» Task objective:
Continue the risk-factors text about wireless network solutions, international sales and operations in Israel, starting right after its last sentence.

═════ Extract to read

Because the networks into which wireless service providers deploy our solutions require a very high degree of reliability, the consequences of an adverse effect on their networks, including any type of communications outage, can be very significant and costly. If any network problems were caused, or perceived to be caused, by errors or defects in our solutions, our reputation and the reputation of our solutions could be significantly damaged with respect to that customer and other customers. Such problems could lead to a loss of that customer or other customers.
If one of our solutions fails, we could also experience: payment of liquidated damages for performance failures; loss of, or delay in, revenue recognition; increased service, support, warranty, product replacement and product liability insurance costs, as well as a diversion of development resources; and costly and time-consuming legal actions by our customers, which could result in significant damages awards against us. Any of these events could have a material adverse impact on our business, results of operations, financial condition, cash flows and prospects.
Our international sales may be difficult and costly as a result of the political, economic and regulatory risks in those regions.
Sales to customers based outside the United States have historically accounted for a majority of our revenues. In 2023 and 2022, our international sales (sales to customers located outside the United States which includes a small percentage of United States customers where the final destination of the equipment is outside of the United States) accounted for approximately 78% and 61%, respectively, of our total revenue. In many international markets, long-standing relationships between potential customers and their local suppliers and protective regulations, including local content requirements and type approvals, create barriers to entry. In addition, pursuing international opportunities may require significant investments for an extended period before returns on such investments, if any, are realized and such investments may result in expenses growing at a faster rate than revenues. The following risks inherent in international business could reduce the international demand for our products, decrease the prices at which we can sell our products internationally or disrupt our international operations, which could adversely affect our operations:
the imposition of tariffs, duties, price controls or other restrictions on foreign currencies or trade barriers imposed by foreign countries;
import or export controls, including licensing or product-certification requirements;
unexpected changes in government policies or regulatory requirements in the United States or by foreign governments and delays in receiving licenses to operate;
political instability and acts of war or terrorism;
economic instability, including the impact of economic recessions;
difficulty in staffing and managing geographically diverse operations;
any limitation on our ability to enforce intellectual property rights or agreements in regions where the judicial legal systems may be less developed or less protective of intellectual property or contractual rights;
capital and exchange control programs;
challenges caused by distance, language and cultural differences;
fluctuations in currency exchange rates;
labor unrest;
restrictions on the repatriation of cash;
the nationalization of local industry; and
potentially adverse tax consequences.
Our operations in Israel may be disrupted by political and military tensions in Israel and the Middle East.
We conduct various activities in Israel, including research and development; design; and raw material procurement in Israel. Our operations could be negatively affected by the political and military tensions in Israel and the Middle East.
Israel has been involved in a number of armed conflicts with its neighbors since 1948 and a state of hostility, varying in degree and intensity, has led to security and economic problems in Israel, most recently in light of the attack on Israel by Hamas on October 7, 2023. Conditions in Israel could, in the future, disrupt the development, manufacture and/or distribution of our products.
If we lose Glenn Laxdal, our Chief Executive Officer, or any of our other executive officers, we may encounter difficulty replacing their expertise, which could impair our ability to implement our business plan successfully.

══════════
═════ Stored rows

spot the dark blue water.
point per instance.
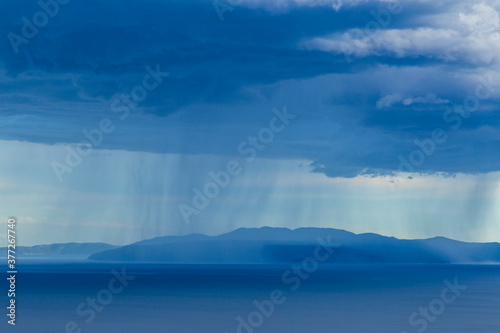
(187, 298)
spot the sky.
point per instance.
(152, 118)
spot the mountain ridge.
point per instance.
(269, 245)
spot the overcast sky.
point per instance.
(369, 116)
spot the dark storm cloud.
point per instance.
(223, 74)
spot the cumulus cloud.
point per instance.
(475, 39)
(285, 4)
(393, 99)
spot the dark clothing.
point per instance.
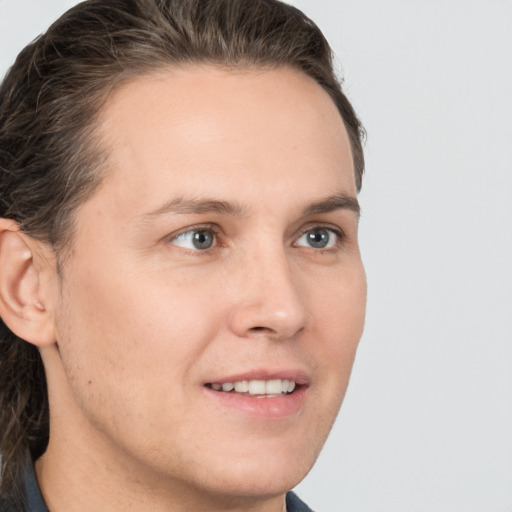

══════════

» Result for this task:
We believe that our ability to implement our business strategy and our future success depends on the continued employment of our senior management team, in particular our chief executive officer, Glenn Laxdal. Our senior management team, who have extensive experience in our industry and are vital to maintaining some of our major customer relationships, may be difficult to replace. The loss of the technical knowledge and management and industry expertise of these key employees could make it difficult for us to execute our business plan effectively, could result in delays in new products being developed, could result in lost customers, and could cause a diversion of resources while we seek replacements.
A material defect in our products that either delays the commencement of services or affects customer networks could seriously harm our credibility and our business, and we may not have sufficient insurance to cover any potential liability.
Wireless network products are highly complex and frequently contain undetected software or hardware errors when first introduced or as new versions are released. We have detected and are likely to continue to detect errors and product defects in connection with new product releases and product upgrades. In the past, some of our products have contained defects that delayed the commencement of service by our customers.
If our hardware or software contains undetected errors, we could experience:
delayed or lost revenues and reduced market share due to adverse customer reactions;
higher warranty costs and other costs and expenses due to the need to provide additional products and services to a customer at a reduced charge or at no charge;
claims for substantial damages against us, regardless of our responsibility for any failure, which may lead to increased insurance costs;
diversion of research and development resources to fix errors in the field;
negative publicity regarding us and our products, which could adversely affect our ability to attract new customers;
increased insurance costs; and
diversion of management and development time and resources.
Our general liability insurance coverage may not continue to be available on reasonable terms or in sufficient amounts to cover one or more large claims or our insurer may disclaim coverage as to any future claim. In addition, our products are often integrated with other network components. Incompatibilities between our products and these components could result in material harm to the service provider or its subscribers. These problems could adversely affect our cash position or our reputation and competitive position.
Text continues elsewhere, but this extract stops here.